START LISTED RECORDS

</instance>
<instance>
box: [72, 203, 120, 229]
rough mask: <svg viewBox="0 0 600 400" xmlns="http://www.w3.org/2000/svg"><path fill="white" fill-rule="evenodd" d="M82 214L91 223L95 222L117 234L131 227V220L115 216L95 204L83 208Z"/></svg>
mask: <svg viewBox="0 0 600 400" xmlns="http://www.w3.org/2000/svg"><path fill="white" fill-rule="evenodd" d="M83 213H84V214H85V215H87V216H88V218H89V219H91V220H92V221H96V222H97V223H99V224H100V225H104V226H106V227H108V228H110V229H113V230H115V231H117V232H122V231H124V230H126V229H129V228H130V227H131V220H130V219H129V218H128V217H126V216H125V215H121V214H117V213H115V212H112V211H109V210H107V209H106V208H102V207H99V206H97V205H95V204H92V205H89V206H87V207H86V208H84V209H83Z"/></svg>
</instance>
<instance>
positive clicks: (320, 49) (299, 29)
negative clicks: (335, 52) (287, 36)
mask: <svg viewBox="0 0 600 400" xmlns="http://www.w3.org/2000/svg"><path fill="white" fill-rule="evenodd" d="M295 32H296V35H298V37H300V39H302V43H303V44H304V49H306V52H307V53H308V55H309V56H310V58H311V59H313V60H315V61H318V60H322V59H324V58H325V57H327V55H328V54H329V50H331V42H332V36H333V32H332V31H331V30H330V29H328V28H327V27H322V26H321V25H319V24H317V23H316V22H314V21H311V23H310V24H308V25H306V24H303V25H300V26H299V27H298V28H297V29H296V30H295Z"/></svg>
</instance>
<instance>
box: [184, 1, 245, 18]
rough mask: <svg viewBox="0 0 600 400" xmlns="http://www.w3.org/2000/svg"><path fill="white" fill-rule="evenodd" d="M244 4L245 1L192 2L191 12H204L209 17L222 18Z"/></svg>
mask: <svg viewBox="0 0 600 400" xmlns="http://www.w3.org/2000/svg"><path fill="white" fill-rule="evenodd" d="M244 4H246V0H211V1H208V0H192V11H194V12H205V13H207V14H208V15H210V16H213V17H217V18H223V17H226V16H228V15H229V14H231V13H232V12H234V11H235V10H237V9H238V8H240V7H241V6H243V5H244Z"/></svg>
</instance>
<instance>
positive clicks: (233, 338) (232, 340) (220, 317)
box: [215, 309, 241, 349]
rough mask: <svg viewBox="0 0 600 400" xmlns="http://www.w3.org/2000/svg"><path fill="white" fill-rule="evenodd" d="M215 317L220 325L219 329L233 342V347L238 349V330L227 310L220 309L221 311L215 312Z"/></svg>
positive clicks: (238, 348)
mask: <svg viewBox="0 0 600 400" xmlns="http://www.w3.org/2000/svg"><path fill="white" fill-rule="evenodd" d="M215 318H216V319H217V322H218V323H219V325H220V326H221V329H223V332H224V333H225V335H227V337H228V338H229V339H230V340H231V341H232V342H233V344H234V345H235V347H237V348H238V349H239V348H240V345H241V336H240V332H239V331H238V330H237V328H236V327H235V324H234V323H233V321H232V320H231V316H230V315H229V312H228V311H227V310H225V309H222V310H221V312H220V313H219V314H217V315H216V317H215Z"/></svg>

END LISTED RECORDS

Find where "317L220 325L219 329L233" occurs in the data, and please write out that line through the last line exactly, with nothing else.

rough mask: <svg viewBox="0 0 600 400" xmlns="http://www.w3.org/2000/svg"><path fill="white" fill-rule="evenodd" d="M215 317L220 325L219 329L233 342V347L238 349V330L227 310L220 309L221 311L215 312Z"/></svg>
positive clicks: (238, 348)
mask: <svg viewBox="0 0 600 400" xmlns="http://www.w3.org/2000/svg"><path fill="white" fill-rule="evenodd" d="M215 318H216V319H217V322H218V323H219V325H220V326H221V329H223V332H224V333H225V335H227V337H228V338H229V339H230V340H231V341H232V342H233V344H234V345H235V347H237V348H238V349H239V348H240V345H241V336H240V332H239V331H238V330H237V328H236V327H235V324H234V323H233V321H232V320H231V316H230V315H229V312H228V311H227V310H225V309H222V310H221V312H220V313H219V314H217V315H216V317H215Z"/></svg>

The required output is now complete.